# [PROMPT 1]
In one to three sentences, explain why a person may develop symptoms of pain or illness, according to the traditional Chinese medicine explanation in the text on acupuncture.
# [PROMPT 2]
Carry on the text on acupuncture, starting after its last sentence.

# [EXCERPTED PASSAGE]
- - - -

What is acupuncture and how does it work?
Making that call to book your very first acupuncture appointment can seem like walking into the unknown. Many who visit me in my practice do so after hearing about an effective experience a friend or colleague had, or from reading about acupuncture in an article. They’re intrigued to know if acupuncture can benefit them but don’t understand how little, hair-like needles can help their condition or relieve pain.
There are two ways to approach the explanation: one using traditional Chinese medicine (TCM) and the other with western biomedical functions.
The traditional Chinese medicine (TCM) explanation
Traditional acupuncture works on the premises of meridian theory: that qi (pronounced chee), or energy, travels in pathways (we call them channels) through the body. Sometimes, due to lifestyle and environmental reasons, this flow of qi can be disrupted or blocked which can result in some symptoms of pain or illness. In certain instances, traditional acupuncture can be an effective therapy to help restore balance and promote physical and emotional harmony.

- - - -

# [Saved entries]
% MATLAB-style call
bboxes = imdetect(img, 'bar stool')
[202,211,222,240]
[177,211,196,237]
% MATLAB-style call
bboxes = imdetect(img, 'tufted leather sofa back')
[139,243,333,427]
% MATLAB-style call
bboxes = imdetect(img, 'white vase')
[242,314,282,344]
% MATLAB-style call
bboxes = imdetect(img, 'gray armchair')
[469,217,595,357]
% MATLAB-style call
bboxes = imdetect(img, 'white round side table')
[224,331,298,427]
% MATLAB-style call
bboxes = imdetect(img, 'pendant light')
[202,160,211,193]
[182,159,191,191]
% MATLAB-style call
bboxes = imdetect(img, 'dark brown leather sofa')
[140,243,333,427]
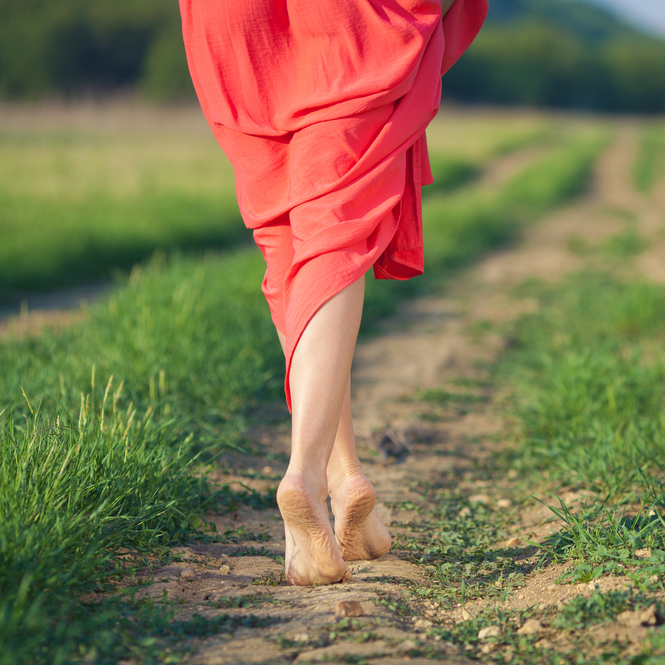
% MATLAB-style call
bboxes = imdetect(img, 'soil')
[114,123,665,665]
[6,122,665,665]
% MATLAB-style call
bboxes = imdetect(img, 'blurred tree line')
[0,0,665,112]
[444,0,665,113]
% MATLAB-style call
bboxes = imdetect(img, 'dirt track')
[109,124,665,665]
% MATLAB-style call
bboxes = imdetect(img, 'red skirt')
[180,0,487,408]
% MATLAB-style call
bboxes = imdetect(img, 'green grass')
[0,109,552,304]
[0,116,604,665]
[633,124,665,193]
[0,124,245,301]
[386,273,665,665]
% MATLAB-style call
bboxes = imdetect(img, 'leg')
[277,292,390,572]
[328,382,391,561]
[277,277,365,585]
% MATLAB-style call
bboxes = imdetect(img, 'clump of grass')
[0,252,284,450]
[603,229,649,258]
[0,390,209,663]
[423,134,607,274]
[500,274,665,494]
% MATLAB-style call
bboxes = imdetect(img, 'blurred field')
[0,103,600,301]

- - - -

# [TASK RESPONSE 1]
According to meridian theory, qi, or energy, travels through the body in pathways called channels. Lifestyle and environmental reasons can disrupt or block this flow of qi, which can result in some symptoms of pain or illness.

# [TASK RESPONSE 2]
Imagine a traffic jam during rush hour. Cars are blocking the road and no one can get anywhere. You start to feel tense around the neck and shoulders, you’re getting tired and annoyed, and oh no, now you need the bathroom as well.
Blocked energy in your body is just as bad. Illness or pain can result when this flow of qi is disrupted or blocked. Acupuncture works on rebalancing the body’s qi naturally without medication.
Now, if the traffic jam was suddenly removed: it would be a great feeling, right?
Along the channels are acupuncture points which are like junctions on a motorway, allowing access to the meridians. The acupuncture points are gateways to influence, redirect, and increase or decrease the body’s flow of qi, blood and vital substances to address many of the body’s imbalances.
At its simplest, acupuncture is the practice of inserting sterile hair-fine needles to an acupuncture point but that is like sticking your hand out to hail a taxi when there are none around. Now if you catch a cab driver’s attention and s/he takes you as a passenger you have achieved success. In the same way, acupuncturists believe stimulating the qi in the channels somehow signals to the body’s system what it needs to do to resolve the condition.
The western science explanation
In spite of some excellent research designed to answer how acupuncture works, there are currently no clear, simple answers available. This is largely due to the fact acupuncture has a variety of therapeutic effects on the body and so the action depends on the type of pathology. Pain (and therefore pain relief) is the area in which the most research has been done; hence most of the theories about the mechanisms of acupuncture relate to issues of pain.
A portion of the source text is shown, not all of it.